## Document
════════════════

Dates provide as string YYYYMM: Is best practice for storing as date (adding 01 as day) or as varchar(6) then manipulate to do date math?

  • I am in the enviable position (no sarcasm) of being able to start from scratch with designing tables for SSRS charts for all our company's departments (they used to just use Excel to display the data and email it around or put the workbooks on a shared drive).  The date values they most often provide in Excel are for a month with year, without any day granularity needed. If I store them as varchar(6), then I need to do a lot of manipulation if I want to use date functions to, for example, display the months as "Mar-2018" on a chart.  Googling led me to an example of someone adding "01" to the date like this 201806 becoming 20180601 stored as a date datatype  but I have a bad feeling about that because it implies a precision that isn't real even though it's not shown in the chart.

    I am hoping someone else can tell me how they handle this. Is it bad practice to store the string they provide as a date by adding "01" as the day?

  • pharmkittie - Wednesday, June 13, 2018 12:08 PM

    I am in the enviable position (no sarcasm) of being able to start from scratch with designing tables for SSRS charts for all our company's departments (they used to just use Excel to display the data and email it around or put the workbooks on a shared drive).  The date values they most often provide in Excel are for a month with year, without any day granularity needed. If I store them as varchar(6), then I need to do a lot of manipulation if I want to use date functions to, for example, display the months as "Mar-2018" on a chart.  Googling led me to an example of someone adding "01" to the date like this 201806 becoming 20180601 stored as a date datatype  but I have a bad feeling about that because it implies a precision that isn't real even though it's not shown in the chart.

    I am hoping someone else can tell me how they handle this. Is it bad practice to store the string they provide as a date by adding "01" as the day?

    Storing the values as dates is good practice, despite your (understandable) reservations. The benefits outweigh the negatives.

    The absence of evidence is not evidence of absence
    - Martin Rees
    The absence of consumable DDL, sample data and desired results is, however, evidence of the absence of my response
    - Phil Parkin

  • Phil Parkin - Wednesday, June 13, 2018 12:16 PM

    Storing the values as dates is good practice, despite your (understandable) reservations. The benefits outweigh the negatives.

    Unless the requirement is only to report based on monthly reporting periods - and no date functionality is needed.

    I would store the period as a CHAR(6) - and persist a derived column as: datefromparts(left(MonthPeriod, 4), right(MonthPeriod, 2), 1).  This would give you the date column to be used when you need date functionality and the period column for grouping when needed.

════════════════

Records of labeled boxes
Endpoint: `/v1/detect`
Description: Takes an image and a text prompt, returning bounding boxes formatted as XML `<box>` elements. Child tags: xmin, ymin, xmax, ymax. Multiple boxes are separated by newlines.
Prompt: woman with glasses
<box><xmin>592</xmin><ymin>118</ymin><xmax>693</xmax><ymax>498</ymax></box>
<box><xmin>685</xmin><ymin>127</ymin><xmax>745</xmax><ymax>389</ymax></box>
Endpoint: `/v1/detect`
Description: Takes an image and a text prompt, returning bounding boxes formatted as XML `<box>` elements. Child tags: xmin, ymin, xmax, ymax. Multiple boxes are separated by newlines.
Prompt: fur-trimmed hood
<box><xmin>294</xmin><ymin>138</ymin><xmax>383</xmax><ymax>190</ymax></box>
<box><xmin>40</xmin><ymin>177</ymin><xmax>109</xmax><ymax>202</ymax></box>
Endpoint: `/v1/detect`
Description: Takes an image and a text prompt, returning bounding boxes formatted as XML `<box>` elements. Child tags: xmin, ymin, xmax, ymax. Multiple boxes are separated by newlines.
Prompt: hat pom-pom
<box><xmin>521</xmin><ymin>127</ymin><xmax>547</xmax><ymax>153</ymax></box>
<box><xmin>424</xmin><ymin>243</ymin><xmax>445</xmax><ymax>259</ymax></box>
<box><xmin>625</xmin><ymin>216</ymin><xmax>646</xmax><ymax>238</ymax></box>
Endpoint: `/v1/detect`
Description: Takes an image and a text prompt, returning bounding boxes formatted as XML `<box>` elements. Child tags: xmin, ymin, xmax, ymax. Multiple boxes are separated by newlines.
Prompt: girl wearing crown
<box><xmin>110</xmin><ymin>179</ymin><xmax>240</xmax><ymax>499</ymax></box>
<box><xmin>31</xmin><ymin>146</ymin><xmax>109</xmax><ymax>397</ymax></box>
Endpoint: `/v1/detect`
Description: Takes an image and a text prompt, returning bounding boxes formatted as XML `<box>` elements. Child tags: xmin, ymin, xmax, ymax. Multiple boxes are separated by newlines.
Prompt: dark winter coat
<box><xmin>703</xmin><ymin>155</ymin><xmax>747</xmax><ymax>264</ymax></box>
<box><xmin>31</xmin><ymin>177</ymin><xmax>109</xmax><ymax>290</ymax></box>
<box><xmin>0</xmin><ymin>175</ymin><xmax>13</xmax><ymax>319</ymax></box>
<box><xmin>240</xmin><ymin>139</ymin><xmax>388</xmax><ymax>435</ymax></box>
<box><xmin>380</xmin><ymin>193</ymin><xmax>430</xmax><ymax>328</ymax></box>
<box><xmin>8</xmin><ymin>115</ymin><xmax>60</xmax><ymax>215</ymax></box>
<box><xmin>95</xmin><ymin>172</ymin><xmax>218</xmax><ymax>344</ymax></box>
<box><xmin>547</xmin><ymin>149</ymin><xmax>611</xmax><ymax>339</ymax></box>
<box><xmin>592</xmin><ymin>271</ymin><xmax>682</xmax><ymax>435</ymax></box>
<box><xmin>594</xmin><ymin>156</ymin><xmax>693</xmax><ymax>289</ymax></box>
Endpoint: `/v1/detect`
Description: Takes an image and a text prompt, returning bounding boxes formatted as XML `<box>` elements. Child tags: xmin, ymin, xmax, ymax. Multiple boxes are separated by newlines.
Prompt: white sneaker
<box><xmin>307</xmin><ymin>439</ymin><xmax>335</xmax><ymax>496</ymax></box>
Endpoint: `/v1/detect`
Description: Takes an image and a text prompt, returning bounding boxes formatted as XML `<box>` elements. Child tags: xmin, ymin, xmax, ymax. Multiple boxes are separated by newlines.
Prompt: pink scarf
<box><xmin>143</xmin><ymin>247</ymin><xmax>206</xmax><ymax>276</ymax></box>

════════════════

## Given instruction
Answer these questions using the forum thread on storing month-and-year dates.
1. In what form does the first post want months displayed on a chart?
2. According to the first post, what did 201806 become in the example found by Googling?
3. As what data type does the final reply propose storing the period?

## Answer to this problem
1. As "Mar-2018".
2. It became 20180601, stored as a date datatype.
3. As a CHAR(6).